### EXTRACTED INFORMATION
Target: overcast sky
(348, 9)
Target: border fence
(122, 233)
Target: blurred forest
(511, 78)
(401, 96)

### WORK INSTRUCTION
Repeat back the material above verbatim, including every line.

### YOUR SOLUTION
Target: overcast sky
(348, 9)
Target: border fence
(122, 233)
Target: blurred forest
(511, 78)
(401, 96)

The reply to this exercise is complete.